* BEGIN GIVEN TEXT *

Skip to main content
Join the official 2019 Python Developers SurveyStart the survey!

PostgreSQL repacker without the need for external extensions. It may work fine with any cloud hosted PostgreSQL database.

Project description

repcloud

repcloud is a repacker for postgresql tables. Unlikely pgrepack there’s no need for extension or external libraries.

The procedure can repack the tables using a similar strategy like pgrepack but without the physical file swap.

This allow the procedure to be executed on environment where is not possible to install external libraries or there is no super user access. (e.g. cloud hosted databases, hence the name)

When repacking the process creates a copy of the original table and using a select insert copies the existing data into the new relation. A trigger on the original table stores the data changes for which are replayed on the new one before attempting the swap.

All the existing indices, foreign keys and referencing foreign keys are created before the swap. Views and materialised views referencing the repacked table are dropped and created as well.

Acknowledgement

Coding repcloud has been possible thanks to the sponsorhip of Cleo AI. https://www.meetcleo.com/

https://github.com/the4thdoctor/repcloud/raw/master/images/cleo_logo.png

Configuration

The script which executes the repack is rpcl. At its first execution the it creates a directory in the user’s home named .repcloud Under this directory there are three other subfolders.

* END GIVEN TEXT *

Decide whether each statement agrees with the repcloud description: (a) repcloud needs an extension installed in the database, (b) existing data is copied into the new relation with a select insert, (c) the repack ends with a physical file swap. Answer yes or no for each and quote the words of the description that settle it.

* BEGIN ENTRIES SUPPLIED *

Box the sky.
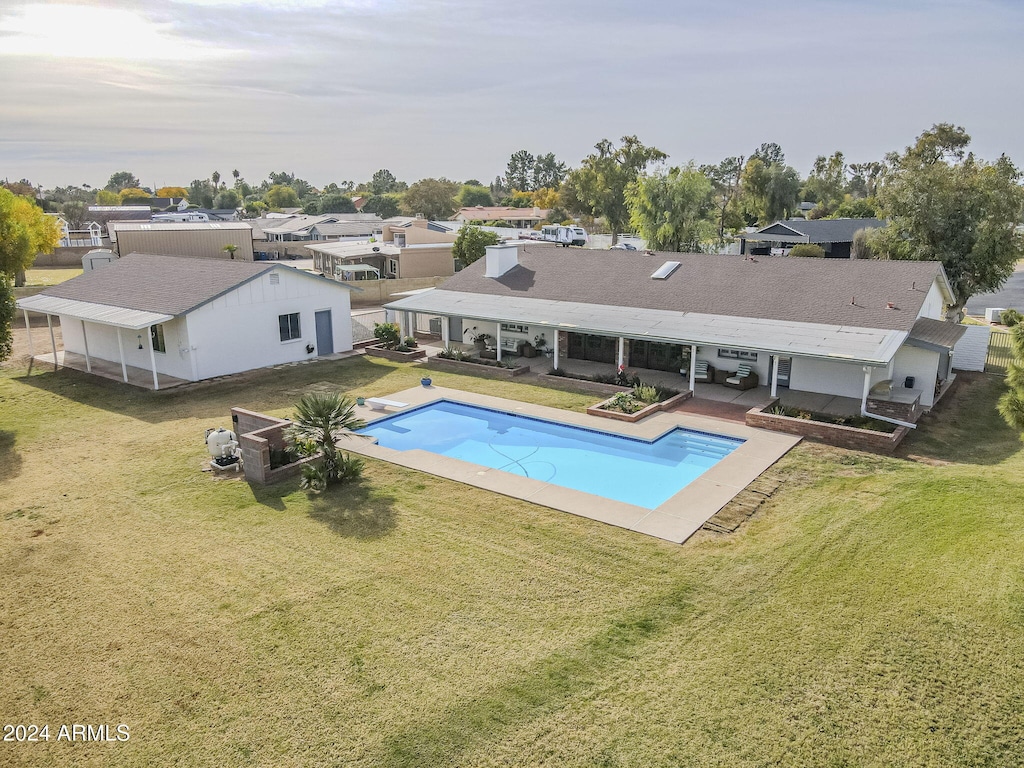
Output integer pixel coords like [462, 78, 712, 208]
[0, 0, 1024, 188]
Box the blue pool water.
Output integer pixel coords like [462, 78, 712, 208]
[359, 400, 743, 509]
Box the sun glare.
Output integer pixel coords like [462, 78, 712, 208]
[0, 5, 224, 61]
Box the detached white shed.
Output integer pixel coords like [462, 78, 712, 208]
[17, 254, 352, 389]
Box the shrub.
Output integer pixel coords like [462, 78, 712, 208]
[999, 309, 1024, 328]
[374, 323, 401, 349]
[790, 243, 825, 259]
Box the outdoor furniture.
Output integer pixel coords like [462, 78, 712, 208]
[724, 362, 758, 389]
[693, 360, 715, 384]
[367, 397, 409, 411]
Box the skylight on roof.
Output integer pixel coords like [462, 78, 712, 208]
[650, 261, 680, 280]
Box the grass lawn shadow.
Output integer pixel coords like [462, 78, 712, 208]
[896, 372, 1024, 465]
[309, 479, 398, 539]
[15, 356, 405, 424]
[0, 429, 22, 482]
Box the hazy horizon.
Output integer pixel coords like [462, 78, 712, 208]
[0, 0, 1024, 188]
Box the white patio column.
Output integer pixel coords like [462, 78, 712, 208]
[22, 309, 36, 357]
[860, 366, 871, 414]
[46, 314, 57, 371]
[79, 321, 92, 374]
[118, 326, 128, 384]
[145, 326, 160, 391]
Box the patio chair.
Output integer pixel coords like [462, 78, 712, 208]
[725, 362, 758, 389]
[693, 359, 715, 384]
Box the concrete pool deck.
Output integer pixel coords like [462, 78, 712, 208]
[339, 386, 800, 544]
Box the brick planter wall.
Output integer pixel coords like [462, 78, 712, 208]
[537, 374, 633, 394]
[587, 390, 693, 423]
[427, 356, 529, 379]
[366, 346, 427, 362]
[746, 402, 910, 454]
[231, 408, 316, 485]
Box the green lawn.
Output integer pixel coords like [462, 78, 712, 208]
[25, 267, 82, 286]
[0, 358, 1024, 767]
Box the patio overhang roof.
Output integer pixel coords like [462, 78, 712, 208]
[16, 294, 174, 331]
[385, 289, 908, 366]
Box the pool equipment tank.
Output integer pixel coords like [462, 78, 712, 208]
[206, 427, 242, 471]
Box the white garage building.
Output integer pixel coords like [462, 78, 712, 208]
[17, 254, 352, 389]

* END ENTRIES SUPPLIED *
* BEGIN ENTRIES SUPPLIED *

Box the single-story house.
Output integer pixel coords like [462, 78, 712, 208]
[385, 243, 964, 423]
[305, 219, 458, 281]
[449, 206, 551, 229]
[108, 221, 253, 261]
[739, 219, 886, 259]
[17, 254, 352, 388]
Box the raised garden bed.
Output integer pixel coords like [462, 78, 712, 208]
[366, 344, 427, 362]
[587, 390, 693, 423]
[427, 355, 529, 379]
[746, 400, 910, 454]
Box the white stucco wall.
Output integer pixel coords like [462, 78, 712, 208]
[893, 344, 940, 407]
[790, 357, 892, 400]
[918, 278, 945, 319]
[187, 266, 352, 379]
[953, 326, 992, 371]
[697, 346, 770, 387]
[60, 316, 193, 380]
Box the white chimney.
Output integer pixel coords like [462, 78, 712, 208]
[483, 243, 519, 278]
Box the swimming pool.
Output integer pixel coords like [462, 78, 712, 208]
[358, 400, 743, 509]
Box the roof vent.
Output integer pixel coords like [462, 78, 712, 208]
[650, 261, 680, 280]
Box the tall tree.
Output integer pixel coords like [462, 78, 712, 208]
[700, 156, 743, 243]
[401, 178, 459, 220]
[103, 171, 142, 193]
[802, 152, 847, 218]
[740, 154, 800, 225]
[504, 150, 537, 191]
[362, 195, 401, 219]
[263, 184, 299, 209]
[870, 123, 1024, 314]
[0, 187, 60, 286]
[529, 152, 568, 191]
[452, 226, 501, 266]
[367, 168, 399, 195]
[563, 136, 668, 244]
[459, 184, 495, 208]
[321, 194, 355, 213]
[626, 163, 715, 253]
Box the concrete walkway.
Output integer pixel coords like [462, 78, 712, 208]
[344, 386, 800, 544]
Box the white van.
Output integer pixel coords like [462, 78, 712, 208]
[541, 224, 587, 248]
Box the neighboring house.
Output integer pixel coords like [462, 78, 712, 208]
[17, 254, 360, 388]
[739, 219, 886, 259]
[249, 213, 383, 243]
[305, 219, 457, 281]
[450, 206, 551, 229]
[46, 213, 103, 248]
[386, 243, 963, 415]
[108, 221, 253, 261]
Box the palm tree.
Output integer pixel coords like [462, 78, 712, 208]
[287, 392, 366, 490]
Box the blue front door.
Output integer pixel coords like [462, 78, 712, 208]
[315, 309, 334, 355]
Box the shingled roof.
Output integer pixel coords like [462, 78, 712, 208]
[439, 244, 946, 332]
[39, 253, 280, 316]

* END ENTRIES SUPPLIED *

[REPLY]
(a) No: "there’s no need for extension or external libraries"
(b) Yes: "using a select insert copies the existing data into the new relation"
(c) No: "without the physical file swap"